◆ **What is being asked**:
Copy out all the material below word for word, omitting the pictures.

[Dataset excerpts on pointing at objects]
______________________________

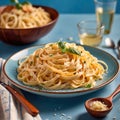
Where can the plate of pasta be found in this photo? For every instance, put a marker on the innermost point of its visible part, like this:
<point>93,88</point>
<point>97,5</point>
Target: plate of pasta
<point>61,69</point>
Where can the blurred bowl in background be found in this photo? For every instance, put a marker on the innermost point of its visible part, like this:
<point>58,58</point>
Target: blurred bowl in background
<point>25,36</point>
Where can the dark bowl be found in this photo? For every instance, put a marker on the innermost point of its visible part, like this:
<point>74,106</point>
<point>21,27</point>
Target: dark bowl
<point>30,35</point>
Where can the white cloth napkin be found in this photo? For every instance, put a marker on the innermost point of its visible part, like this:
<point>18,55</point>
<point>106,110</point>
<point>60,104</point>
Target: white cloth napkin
<point>10,109</point>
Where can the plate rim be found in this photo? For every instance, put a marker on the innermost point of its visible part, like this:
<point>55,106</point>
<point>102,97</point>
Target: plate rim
<point>37,91</point>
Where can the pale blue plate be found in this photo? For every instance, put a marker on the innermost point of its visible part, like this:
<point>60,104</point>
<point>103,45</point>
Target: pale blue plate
<point>11,64</point>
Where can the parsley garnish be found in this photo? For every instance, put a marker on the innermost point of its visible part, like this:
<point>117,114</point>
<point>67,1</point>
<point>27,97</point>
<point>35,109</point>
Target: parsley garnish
<point>18,4</point>
<point>65,49</point>
<point>88,86</point>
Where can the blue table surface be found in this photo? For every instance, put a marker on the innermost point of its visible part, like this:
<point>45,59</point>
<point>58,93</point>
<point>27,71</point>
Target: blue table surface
<point>70,108</point>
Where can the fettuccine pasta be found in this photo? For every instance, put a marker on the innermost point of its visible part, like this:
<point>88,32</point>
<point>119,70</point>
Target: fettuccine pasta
<point>54,68</point>
<point>27,17</point>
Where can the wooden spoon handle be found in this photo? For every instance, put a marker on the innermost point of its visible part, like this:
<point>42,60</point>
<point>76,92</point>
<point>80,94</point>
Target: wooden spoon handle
<point>117,90</point>
<point>27,105</point>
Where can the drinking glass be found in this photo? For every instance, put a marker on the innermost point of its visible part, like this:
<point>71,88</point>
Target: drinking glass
<point>90,32</point>
<point>105,10</point>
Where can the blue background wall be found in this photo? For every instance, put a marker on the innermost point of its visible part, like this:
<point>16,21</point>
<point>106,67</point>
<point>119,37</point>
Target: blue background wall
<point>67,6</point>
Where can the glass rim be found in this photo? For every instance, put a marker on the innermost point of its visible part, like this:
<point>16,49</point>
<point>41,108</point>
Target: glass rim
<point>98,25</point>
<point>104,2</point>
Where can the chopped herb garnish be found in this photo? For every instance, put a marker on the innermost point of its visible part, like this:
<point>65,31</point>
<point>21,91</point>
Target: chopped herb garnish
<point>65,49</point>
<point>51,55</point>
<point>36,56</point>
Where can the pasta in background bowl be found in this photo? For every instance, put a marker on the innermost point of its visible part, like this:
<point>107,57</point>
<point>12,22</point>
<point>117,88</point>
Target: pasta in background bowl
<point>11,65</point>
<point>26,31</point>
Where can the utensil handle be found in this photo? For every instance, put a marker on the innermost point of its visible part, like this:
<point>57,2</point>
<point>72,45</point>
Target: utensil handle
<point>28,106</point>
<point>117,90</point>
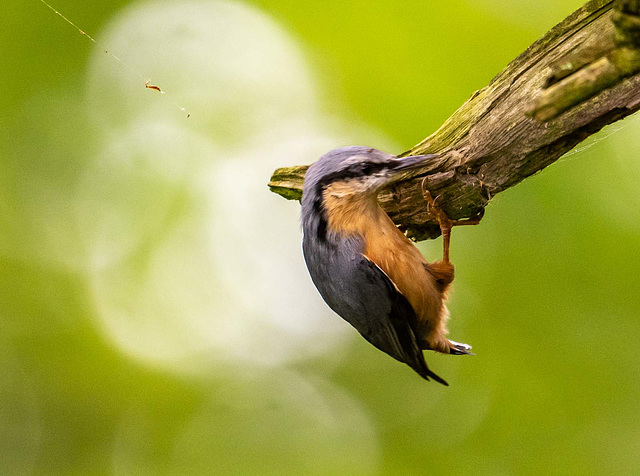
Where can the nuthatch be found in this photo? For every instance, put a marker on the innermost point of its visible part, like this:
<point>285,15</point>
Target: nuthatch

______________________________

◆ **Complete answer**:
Where can the plate of pasta be found in this photo? For every instance, put a marker on the innermost point of its visible part, like this:
<point>93,88</point>
<point>97,5</point>
Target: plate of pasta
<point>61,69</point>
Where can the blurred bowl in background be found in this photo? For every instance, put a marker on the innermost point of its visible part, like this:
<point>58,58</point>
Target: blurred bowl in background
<point>25,36</point>
Where can the dark bowl be found in this photo? For every instance, put a marker on the innermost point of its visible part, like this:
<point>74,106</point>
<point>21,27</point>
Target: dark bowl
<point>30,35</point>
Where can the white cloth napkin be found in this photo? For every instance, put a marker on the innermost point of its visible part, like this:
<point>18,55</point>
<point>106,110</point>
<point>60,104</point>
Target: white cloth napkin
<point>10,109</point>
Where can the plate rim be found in this photo? For every instance, put a marker on the innermost point of its visible part, like this:
<point>55,106</point>
<point>102,97</point>
Target: plate rim
<point>37,91</point>
Where can the pale blue plate be found in this photo? For every instance, put a marker on the innermost point of its visible part, like this:
<point>60,104</point>
<point>103,45</point>
Target: pale blue plate
<point>11,64</point>
Where can the parsley garnish be found in this photo? For every instance, put a marker on the innermost point of its visible part, like this:
<point>117,114</point>
<point>67,1</point>
<point>27,97</point>
<point>35,109</point>
Target: parsley garnish
<point>18,4</point>
<point>65,49</point>
<point>88,86</point>
Where can the blue table surface be found in this photo? For every instance, put a marker on the innermost point of its visible part, like this:
<point>45,59</point>
<point>58,93</point>
<point>27,71</point>
Target: blue table surface
<point>70,108</point>
Where can the fettuccine pasta be found in this photo? For every instance, put a marker on the innermost point of its visible part, like this:
<point>88,32</point>
<point>119,70</point>
Target: fettuccine pasta
<point>54,68</point>
<point>27,17</point>
Where can the wooden spoon handle be found in this photo? For every instance, put a marker on the innermost point of its visible part, like this:
<point>42,60</point>
<point>76,92</point>
<point>80,94</point>
Target: wooden spoon handle
<point>117,90</point>
<point>27,105</point>
Where can the drinking glass be found in this photo? For every instance, put a marker on the innermost point of its visible part, like this:
<point>71,88</point>
Target: drinking glass
<point>90,32</point>
<point>105,10</point>
Where can the blue background wall be found in this photo? For every instance, put a marker on the innermost point of its visible part, like this:
<point>16,21</point>
<point>106,67</point>
<point>119,37</point>
Target: blue background wall
<point>67,6</point>
Where can the glass rim be found in this photo? For every instance, put a marker on the innermost point of its visible part, like this:
<point>16,49</point>
<point>41,108</point>
Target: glass rim
<point>98,25</point>
<point>104,2</point>
Where can the chopped herb garnish be found in this photo? For every instance, put a marker on the innermost point of its visible part, like this:
<point>65,31</point>
<point>21,91</point>
Target: chopped herb garnish
<point>65,49</point>
<point>51,55</point>
<point>36,56</point>
Where can the pasta in background bowl be found in this photo? For every instance, put a marker on the innermost point of its visible part, like this:
<point>107,57</point>
<point>12,22</point>
<point>117,88</point>
Target: pasta in background bowl
<point>11,65</point>
<point>26,31</point>
Where can the utensil handle be found in this photo? For every instance, put a marker on the innermost point of its visible part, like this:
<point>57,2</point>
<point>72,45</point>
Target: utensil handle
<point>28,106</point>
<point>117,90</point>
Where can the nuthatch be found in this photo? For every instance, put a marker on the innermost point of its visible part, like this:
<point>285,15</point>
Target: nuthatch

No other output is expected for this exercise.